---- DATA PROVIDED

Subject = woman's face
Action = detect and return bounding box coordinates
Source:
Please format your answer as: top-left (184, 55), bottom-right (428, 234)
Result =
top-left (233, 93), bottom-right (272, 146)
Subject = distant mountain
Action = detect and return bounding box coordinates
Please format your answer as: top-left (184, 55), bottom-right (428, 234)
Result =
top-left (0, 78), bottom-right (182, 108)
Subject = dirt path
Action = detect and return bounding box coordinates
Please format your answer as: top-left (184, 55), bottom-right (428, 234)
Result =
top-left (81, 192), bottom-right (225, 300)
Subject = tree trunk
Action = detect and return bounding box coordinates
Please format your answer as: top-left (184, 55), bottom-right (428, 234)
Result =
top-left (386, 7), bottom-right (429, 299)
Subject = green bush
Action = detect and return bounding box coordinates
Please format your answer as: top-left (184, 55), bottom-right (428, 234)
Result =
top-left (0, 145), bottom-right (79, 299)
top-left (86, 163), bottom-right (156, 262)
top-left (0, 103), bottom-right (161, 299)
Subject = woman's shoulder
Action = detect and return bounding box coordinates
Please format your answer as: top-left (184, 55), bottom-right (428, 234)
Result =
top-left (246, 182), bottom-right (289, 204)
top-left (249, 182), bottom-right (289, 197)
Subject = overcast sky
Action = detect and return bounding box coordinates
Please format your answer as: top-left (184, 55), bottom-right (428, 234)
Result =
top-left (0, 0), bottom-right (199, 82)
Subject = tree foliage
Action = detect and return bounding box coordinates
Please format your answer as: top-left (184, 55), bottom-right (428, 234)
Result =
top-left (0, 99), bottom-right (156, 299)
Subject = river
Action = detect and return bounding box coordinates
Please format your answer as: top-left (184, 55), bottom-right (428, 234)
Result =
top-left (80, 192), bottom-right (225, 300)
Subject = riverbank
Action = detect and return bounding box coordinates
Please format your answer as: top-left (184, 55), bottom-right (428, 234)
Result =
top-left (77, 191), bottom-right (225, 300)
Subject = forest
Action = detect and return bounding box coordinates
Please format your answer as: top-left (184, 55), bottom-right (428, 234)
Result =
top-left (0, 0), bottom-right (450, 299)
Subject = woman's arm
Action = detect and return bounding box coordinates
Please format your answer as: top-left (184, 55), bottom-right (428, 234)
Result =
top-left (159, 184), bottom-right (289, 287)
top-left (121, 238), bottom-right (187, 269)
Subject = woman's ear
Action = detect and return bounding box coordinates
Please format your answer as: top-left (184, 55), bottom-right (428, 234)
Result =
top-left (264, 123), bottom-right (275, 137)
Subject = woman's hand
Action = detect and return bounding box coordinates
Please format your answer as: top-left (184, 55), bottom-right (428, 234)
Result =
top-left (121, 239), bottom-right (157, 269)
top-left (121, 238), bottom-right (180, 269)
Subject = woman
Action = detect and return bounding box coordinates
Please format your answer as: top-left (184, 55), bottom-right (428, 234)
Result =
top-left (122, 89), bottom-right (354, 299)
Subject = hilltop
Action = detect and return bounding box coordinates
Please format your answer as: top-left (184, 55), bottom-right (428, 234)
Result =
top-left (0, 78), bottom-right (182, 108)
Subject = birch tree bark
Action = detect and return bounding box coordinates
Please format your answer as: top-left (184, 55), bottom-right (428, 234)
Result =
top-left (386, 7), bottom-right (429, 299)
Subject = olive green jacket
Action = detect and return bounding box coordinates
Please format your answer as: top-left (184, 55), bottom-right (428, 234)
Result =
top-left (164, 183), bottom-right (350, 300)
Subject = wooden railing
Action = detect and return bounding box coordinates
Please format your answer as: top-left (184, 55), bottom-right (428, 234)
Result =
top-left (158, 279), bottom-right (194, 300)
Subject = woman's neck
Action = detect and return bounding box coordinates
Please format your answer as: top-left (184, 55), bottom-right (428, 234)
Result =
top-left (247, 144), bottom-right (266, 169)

--------

__WHAT THIS TASK INVOLVES__: Give back exactly the lines from the line containing "Subject = wooden railing" to the end of the entries, and no other lines.

__RESULT OF THIS EXERCISE__:
Subject = wooden railing
Action = detect and return bounding box coordinates
Please format your answer as: top-left (184, 55), bottom-right (428, 234)
Result =
top-left (158, 279), bottom-right (194, 300)
Subject = woman's neck
Action = detect and return bounding box coordinates
Please format your answer as: top-left (184, 55), bottom-right (428, 234)
Result =
top-left (247, 144), bottom-right (266, 169)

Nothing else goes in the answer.